WHAT TO WORK ON
(A) What type of linear actuator does claim 10 of the mast-raising patent claims specify?
(B) Transcribe the part of the mast-raising patent claims that begins with the words "8. The mast-raising" and ends with "a live mast.".

EXCERPTED PASSAGE
◆ ◆ ◆

2. The mast-raising mechanism of claim 1, wherein said bearing surface is configured to contact said plate of said first arm when said mast is stowed.

3. The mast-raising mechanism of claim 1, wherein each of said bearing surface and said plate of said first arm are substantially vertically oriented and perpendicular to a long-axis of said mast when said mast is stowed in the substantially horizontal position.

4. The mast-raising mechanism of claim 1, wherein said biasing mechanism displays a substantially linear force-displacement relationship.

5. The mast-raising mechanism of claim 1, wherein said biasing mechanism includes a spring.

6. The mast-raising mechanism of claim 1, wherein

a) said first arm includes an end plate proximate said second end of said first arm, said end plate having a first side, a second side spaced apart from said first side, and at least one hole extending through said first side and said second side;

b) said second arm includes an outer plate proximate said first end of said second arm, said outer plate having a first side, a second side spaced apart from said first side, and at least one hole extending through said first side and said second side, and,

c) wherein said biasing mechanism includes a rod extending through each of said holes of said end plate and said outer plate, said rod being coupled to at least said end plate.

7. The mast-raising mechanism of claim 6, wherein said second arm includes an inner plate positioned between said outer plate and said second end of said second arm, said inner plate having a first side, a second side spaced apart from said first side, and at least one hole extending through said first side and said second side, and wherein said rod extends through said hole of said inner plate and is coupled to said inner plate.

8. The mast-raising mechanism of claim 6, wherein said biasing mechanism includes a spring disposed around at least a part of said rod.

9. The mast-raising mechanism of claim 6, wherein said rod comprises a threaded rod, said biasing mechanism further comprising a nut configured to hold said threaded rod against said first side of said end plate and another nut configured to at least partly compress said biasing mechanism against said second side of said inner plate.

10. The mast-raising mechanism of claim 1, wherein said linear actuator is a hydraulic cylinder.

11. The mast-raising mechanism of claim 1, wherein said mast is a live mast.

12. A mobile lift crane, said crane comprising:

a) movable ground engaging members mounted on a carbody allowing said crane to move over the ground;

b) a rotating bed rotatably mounted on said carbody;

c) a mast pivotally connected to said rotating bed, said mast being stowed in a substantially horizontal position for travel and being raised to an operating position during operation, said mast having a lower surface oriented towards said rotating bed when said mast is stowed, said lower surface including a bearing surface coupled thereto; and,

d) hydraulic cylinder extendable to raise said mast from a stowed position to an operating position, said hydraulic cylinder including a first end pivotally coupled to said rotating bed and a second end spaced apart from said first end;

e) a first arm including a first end pivotably coupled to said second end of said hydraulic cylinder and a second end spaced apart from said first end;

f) a second arm including a first end proximate said second end of said first arm, and a second end spaced apart from said first end, said second end of said second arm being pivotably connected to said rotating bed; and,

g) a biasing mechanism coupling said second end of said first arm to said first end of said second arm, said biasing mechanism urging said first arm towards said second arm; and,

h) wherein said second end of said first arm is configured to abut said first end of said second arm when said mast is stowed and wherein said second end of said first arm is configured to not abut said first end of said second arm when said hydraulic cylinder is in an extended position in which said first end of said first arm presses against said bearing surface.

◆ ◆ ◆

[Items from a data source]

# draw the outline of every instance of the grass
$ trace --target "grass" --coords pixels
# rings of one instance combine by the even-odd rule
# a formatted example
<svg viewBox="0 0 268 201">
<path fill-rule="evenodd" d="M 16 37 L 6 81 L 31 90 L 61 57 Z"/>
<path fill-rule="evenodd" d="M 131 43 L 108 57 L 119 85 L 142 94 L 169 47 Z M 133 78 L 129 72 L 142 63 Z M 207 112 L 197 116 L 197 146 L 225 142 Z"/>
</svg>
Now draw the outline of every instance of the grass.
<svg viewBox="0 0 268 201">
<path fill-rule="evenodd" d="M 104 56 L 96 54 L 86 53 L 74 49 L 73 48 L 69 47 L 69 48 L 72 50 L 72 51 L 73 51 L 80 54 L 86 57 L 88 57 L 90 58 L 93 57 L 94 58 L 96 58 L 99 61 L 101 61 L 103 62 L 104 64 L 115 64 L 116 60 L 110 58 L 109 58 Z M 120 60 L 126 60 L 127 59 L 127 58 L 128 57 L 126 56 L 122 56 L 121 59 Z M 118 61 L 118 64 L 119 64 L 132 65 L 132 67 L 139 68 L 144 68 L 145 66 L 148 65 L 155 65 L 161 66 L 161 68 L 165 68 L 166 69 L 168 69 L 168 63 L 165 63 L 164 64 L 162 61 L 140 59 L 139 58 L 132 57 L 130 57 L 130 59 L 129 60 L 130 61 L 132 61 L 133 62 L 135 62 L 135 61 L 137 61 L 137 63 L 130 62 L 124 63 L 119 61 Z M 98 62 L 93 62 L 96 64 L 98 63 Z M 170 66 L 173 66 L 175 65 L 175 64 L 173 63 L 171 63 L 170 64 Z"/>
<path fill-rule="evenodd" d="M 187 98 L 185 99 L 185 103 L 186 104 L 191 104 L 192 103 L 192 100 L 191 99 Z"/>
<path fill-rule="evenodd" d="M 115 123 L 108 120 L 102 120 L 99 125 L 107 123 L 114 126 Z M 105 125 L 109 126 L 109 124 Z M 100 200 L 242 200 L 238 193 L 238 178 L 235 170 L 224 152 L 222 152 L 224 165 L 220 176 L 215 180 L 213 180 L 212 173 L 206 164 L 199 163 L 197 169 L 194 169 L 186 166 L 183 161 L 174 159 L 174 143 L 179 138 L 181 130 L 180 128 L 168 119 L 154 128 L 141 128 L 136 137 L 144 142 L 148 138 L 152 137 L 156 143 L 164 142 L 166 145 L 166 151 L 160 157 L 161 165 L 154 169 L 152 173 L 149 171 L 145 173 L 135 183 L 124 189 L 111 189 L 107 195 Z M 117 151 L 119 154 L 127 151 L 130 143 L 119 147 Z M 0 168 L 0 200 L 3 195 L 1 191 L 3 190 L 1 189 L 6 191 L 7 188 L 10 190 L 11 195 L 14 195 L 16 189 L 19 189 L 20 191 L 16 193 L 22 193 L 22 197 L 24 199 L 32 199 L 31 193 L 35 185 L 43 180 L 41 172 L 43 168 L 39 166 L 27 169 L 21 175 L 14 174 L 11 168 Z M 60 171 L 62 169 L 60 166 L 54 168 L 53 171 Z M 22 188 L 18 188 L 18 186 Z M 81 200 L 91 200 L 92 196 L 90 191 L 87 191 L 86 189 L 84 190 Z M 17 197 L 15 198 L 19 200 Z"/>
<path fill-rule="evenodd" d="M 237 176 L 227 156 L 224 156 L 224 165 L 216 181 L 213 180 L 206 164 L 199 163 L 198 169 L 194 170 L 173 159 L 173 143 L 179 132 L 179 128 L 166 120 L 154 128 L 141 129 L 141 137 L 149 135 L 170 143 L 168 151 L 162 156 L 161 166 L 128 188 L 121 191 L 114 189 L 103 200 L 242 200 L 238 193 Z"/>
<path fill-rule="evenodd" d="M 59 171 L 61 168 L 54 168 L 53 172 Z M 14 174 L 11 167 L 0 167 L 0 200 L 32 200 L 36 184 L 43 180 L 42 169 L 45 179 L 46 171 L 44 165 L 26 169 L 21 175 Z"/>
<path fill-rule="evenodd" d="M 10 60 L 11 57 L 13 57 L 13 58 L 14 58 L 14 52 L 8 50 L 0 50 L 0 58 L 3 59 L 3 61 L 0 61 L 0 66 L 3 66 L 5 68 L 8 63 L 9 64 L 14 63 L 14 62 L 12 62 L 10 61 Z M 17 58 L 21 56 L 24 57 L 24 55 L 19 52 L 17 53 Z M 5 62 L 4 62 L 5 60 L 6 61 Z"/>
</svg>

◆ ◆ ◆

ANSWERS PER TASK
(A) A hydraulic cylinder.

(B)
8. The mast-raising mechanism of claim 6, wherein said biasing mechanism includes a spring disposed around at least a part of said rod.

9. The mast-raising mechanism of claim 6, wherein said rod comprises a threaded rod, said biasing mechanism further comprising a nut configured to hold said threaded rod against said first side of said end plate and another nut configured to at least partly compress said biasing mechanism against said second side of said inner plate.

10. The mast-raising mechanism of claim 1, wherein said linear actuator is a hydraulic cylinder.

11. The mast-raising mechanism of claim 1, wherein said mast is a live mast.